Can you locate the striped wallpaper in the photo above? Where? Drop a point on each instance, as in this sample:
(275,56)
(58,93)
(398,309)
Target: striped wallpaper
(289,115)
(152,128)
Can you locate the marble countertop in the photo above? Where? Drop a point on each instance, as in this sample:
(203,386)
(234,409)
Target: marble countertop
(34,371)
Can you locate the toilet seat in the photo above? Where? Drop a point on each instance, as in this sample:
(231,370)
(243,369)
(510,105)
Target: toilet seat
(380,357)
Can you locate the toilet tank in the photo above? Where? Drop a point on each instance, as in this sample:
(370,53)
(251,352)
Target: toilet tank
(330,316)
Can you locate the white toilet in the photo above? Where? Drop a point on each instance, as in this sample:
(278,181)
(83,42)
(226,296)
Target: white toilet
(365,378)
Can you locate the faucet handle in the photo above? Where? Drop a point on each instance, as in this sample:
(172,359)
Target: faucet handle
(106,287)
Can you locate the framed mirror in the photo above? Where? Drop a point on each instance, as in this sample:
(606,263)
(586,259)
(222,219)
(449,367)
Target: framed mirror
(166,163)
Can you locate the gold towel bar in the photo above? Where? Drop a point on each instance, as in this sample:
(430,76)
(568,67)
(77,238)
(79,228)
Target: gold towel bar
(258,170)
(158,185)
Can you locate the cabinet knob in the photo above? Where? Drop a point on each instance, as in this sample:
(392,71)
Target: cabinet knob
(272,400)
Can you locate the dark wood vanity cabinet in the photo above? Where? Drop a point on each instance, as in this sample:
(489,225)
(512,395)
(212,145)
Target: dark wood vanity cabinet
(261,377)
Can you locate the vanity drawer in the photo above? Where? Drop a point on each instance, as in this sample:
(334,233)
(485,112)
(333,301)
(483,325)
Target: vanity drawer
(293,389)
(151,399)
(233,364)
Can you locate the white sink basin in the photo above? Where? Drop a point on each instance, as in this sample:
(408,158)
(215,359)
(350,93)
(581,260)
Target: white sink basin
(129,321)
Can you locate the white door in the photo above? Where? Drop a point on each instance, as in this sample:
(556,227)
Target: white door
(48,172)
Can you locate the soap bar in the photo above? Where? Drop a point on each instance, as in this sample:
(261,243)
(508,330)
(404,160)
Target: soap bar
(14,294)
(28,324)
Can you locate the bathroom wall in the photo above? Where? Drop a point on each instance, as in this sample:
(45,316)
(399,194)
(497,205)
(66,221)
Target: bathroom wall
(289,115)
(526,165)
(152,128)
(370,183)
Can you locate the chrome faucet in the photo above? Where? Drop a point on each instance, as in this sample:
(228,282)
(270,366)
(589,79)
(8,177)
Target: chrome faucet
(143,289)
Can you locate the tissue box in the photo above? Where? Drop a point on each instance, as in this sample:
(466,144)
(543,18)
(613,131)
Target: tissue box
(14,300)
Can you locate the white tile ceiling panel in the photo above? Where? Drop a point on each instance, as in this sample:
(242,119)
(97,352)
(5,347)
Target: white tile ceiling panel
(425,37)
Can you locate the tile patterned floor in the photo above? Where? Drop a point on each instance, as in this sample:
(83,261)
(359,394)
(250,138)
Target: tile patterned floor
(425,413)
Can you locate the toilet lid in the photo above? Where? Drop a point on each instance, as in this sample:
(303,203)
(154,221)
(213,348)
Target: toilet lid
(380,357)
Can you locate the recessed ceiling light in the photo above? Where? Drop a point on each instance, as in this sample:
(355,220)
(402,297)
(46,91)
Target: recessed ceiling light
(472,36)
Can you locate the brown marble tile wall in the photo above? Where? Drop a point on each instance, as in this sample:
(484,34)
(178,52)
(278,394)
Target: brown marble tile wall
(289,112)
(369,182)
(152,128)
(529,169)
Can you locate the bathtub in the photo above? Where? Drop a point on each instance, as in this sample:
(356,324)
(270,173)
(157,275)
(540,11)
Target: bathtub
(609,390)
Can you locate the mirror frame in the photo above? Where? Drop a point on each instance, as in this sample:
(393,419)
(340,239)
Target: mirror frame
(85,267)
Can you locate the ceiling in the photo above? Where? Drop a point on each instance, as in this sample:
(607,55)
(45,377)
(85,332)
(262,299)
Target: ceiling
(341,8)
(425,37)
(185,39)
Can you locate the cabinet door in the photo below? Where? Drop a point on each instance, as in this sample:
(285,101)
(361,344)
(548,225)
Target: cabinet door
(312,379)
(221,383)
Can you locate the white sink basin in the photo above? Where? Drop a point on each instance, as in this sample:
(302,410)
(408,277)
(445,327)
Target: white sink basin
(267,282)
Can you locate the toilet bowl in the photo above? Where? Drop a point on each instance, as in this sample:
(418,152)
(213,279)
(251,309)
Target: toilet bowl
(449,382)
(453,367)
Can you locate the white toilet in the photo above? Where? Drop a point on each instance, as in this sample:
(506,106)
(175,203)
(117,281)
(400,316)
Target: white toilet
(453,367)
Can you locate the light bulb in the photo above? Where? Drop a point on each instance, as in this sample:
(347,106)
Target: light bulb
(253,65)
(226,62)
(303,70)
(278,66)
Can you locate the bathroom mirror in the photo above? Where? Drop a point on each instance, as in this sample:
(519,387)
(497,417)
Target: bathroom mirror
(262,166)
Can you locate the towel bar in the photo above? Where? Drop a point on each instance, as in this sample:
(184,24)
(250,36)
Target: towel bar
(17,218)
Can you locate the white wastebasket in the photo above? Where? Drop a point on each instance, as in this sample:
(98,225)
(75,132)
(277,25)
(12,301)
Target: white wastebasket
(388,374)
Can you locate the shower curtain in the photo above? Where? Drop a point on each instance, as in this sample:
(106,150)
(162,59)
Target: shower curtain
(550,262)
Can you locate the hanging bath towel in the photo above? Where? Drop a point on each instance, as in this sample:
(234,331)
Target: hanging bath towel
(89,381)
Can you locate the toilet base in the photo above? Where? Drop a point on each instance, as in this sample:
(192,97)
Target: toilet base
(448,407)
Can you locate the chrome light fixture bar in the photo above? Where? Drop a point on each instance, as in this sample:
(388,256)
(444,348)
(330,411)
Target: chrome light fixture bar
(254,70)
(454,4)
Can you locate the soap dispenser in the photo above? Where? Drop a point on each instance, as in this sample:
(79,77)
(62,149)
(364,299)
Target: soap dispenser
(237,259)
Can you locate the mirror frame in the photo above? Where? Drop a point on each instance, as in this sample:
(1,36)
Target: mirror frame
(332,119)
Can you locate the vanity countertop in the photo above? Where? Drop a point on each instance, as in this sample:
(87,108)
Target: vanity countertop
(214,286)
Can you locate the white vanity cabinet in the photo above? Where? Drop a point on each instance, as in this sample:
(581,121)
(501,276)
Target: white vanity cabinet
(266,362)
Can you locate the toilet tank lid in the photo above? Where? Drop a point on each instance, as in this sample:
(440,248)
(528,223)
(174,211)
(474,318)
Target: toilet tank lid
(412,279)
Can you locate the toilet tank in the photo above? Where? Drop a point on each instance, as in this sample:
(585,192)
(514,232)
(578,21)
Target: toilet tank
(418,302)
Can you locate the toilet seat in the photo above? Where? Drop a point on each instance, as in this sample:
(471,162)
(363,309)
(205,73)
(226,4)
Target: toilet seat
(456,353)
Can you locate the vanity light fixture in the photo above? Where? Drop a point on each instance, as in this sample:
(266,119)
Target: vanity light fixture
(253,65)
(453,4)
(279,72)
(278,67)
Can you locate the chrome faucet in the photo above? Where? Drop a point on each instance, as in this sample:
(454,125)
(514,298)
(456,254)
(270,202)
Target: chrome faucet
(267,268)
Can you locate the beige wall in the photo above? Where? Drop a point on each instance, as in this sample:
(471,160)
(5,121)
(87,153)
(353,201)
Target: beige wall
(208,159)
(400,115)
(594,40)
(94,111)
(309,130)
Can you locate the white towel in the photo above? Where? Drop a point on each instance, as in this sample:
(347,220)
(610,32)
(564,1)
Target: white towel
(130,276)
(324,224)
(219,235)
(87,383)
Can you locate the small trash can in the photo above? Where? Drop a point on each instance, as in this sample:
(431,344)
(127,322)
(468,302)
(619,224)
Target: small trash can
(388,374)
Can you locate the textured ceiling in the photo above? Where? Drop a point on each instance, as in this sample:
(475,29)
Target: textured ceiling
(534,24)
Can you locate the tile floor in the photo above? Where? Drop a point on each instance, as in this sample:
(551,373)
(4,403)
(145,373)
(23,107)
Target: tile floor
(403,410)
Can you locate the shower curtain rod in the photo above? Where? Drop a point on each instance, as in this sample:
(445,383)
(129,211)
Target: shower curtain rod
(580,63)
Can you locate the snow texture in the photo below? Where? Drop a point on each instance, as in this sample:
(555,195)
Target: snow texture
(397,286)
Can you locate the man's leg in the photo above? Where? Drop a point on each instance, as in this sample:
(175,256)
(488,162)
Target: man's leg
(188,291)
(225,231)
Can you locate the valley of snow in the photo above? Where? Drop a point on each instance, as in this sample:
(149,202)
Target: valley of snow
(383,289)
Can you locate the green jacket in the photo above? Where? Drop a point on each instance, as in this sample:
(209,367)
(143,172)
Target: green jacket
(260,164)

━━━

OBJECTIVE
Quote every line from the line containing "Can you locate the snow" through the closing line of the listing, including both.

TASK ANSWER
Can you locate the snow texture in the photo below? Where? Drop a point on each instance, as in this sample:
(555,195)
Target: snow texture
(397,286)
Can you locate the man's leg in the photo above? Where? Drop a point on each instance, as in this sample:
(175,256)
(488,162)
Target: man's leg
(188,291)
(225,231)
Can you locate the valley of snow in the photo above? Where? Drop a point on each instance, as in this sample:
(149,202)
Target: valley of snow
(383,289)
Can you locate the green jacket in the photo above? Where? Drop a point on each instance, as in this sample:
(209,367)
(143,172)
Target: green jacket
(260,164)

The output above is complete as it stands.